Instructions for the task.
Among the entries below, find the lines with "white" and copy them.

Dataset excerpts.

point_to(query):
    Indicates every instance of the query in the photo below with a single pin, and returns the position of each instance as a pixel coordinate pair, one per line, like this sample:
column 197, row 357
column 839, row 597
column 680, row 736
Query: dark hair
--
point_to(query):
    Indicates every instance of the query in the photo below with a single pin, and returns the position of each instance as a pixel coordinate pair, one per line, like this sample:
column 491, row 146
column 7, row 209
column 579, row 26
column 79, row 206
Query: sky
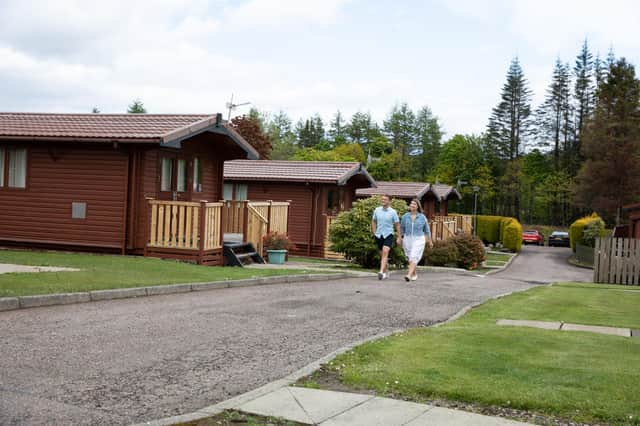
...
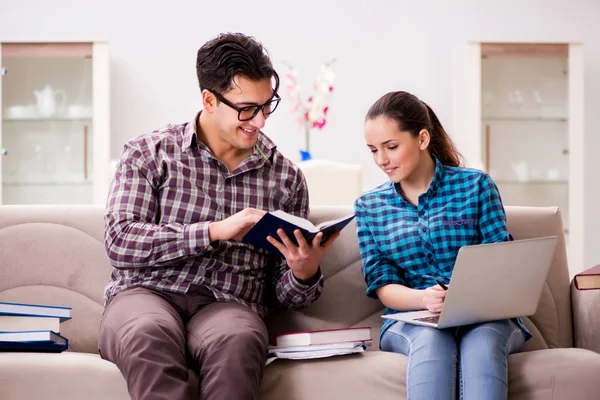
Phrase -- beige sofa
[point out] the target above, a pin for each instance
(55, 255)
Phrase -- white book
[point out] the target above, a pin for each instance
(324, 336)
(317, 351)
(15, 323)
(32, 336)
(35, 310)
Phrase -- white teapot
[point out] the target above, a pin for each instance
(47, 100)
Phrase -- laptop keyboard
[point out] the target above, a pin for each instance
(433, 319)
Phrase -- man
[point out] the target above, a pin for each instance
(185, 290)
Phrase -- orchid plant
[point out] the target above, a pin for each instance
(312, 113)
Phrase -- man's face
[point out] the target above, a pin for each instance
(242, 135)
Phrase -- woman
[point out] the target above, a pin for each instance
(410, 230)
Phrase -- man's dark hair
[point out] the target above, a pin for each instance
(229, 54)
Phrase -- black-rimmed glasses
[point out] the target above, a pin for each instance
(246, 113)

Written reply.
Phrase -- white book
Phrase -- white teapot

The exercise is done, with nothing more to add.